#### [TO BE DONE]
Convert the lines below, from the one containing "As a warehouse robot's perception module, locate glossy" through the last line, into a Markdown table with the columns Row and Line, omitting any blank lines.

#### [INFORMATION SUPPLIED]
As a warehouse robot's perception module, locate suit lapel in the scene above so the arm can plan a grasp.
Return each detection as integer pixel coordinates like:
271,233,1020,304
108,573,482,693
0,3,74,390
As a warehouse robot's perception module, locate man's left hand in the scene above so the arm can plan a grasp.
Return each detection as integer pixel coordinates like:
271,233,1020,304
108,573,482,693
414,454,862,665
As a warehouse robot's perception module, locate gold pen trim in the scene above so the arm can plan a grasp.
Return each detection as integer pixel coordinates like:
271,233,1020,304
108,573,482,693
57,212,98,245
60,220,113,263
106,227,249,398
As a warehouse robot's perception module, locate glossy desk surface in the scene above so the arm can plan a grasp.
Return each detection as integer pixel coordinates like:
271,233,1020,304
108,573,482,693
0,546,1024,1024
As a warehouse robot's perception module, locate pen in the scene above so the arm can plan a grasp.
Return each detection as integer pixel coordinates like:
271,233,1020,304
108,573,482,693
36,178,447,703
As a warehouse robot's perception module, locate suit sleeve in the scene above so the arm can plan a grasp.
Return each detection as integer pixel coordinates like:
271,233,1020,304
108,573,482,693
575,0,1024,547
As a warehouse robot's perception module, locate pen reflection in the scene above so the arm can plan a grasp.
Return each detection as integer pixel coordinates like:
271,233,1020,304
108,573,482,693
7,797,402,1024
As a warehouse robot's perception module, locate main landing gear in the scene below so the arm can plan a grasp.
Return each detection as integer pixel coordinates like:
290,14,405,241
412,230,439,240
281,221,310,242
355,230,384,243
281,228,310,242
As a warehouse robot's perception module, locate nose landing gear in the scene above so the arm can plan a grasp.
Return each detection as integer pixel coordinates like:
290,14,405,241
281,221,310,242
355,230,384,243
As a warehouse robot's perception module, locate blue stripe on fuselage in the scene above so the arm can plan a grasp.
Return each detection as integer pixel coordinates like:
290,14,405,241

#### [SOLUTION FOR THIS EXERCISE]
| Row | Line |
|---|---|
| 1 | As a warehouse robot's perception module, locate glossy desk surface in the scene above so the arm can plan a grasp. |
| 2 | Return each detection as integer pixel coordinates like: |
| 3 | 271,233,1020,304 |
| 4 | 108,573,482,693 |
| 5 | 0,546,1024,1024 |
| 6 | As a warehouse robot's perception module, locate pen in the scene above so the arm can plan a grasp. |
| 7 | Return each detection as integer pixel coordinates like: |
| 8 | 271,233,1020,304 |
| 9 | 108,573,482,693 |
| 10 | 36,178,447,703 |
| 11 | As a warehouse robot's perception module, locate suit sleeve in the scene above so the arm can plan a grasp. |
| 12 | Return each detection as integer pixel coordinates like: |
| 13 | 271,233,1020,304 |
| 14 | 108,573,482,693 |
| 15 | 575,0,1024,547 |
| 16 | As a warehouse robot's perception module, locate pen reflection in the scene above so the arm can plan a grasp. |
| 17 | Return each detection as integer pixel coordinates like: |
| 18 | 271,233,1020,304 |
| 19 | 108,573,482,693 |
| 20 | 7,797,402,1024 |
| 21 | As a warehouse robot's perception module, locate main landing gear in the scene below so the arm can plan a grasp. |
| 22 | Return each detection as integer pixel coordinates like: |
| 23 | 290,14,405,241 |
| 24 | 412,230,439,240 |
| 25 | 281,221,310,242 |
| 26 | 355,230,384,243 |
| 27 | 281,228,310,242 |
| 28 | As a warehouse robot's perception module, locate nose landing gear in the scene above so the arm can plan a grasp. |
| 29 | Return each detection as integer pixel coordinates like: |
| 30 | 290,14,405,241 |
| 31 | 281,221,310,242 |
| 32 | 355,230,384,243 |
| 33 | As a warehouse robot's perception module, locate blue stripe on fuselage in the scene above so the arm can plan a grasp. |
| 34 | Return each detection as integer pixel coordinates like: |
| 35 | 290,14,405,241 |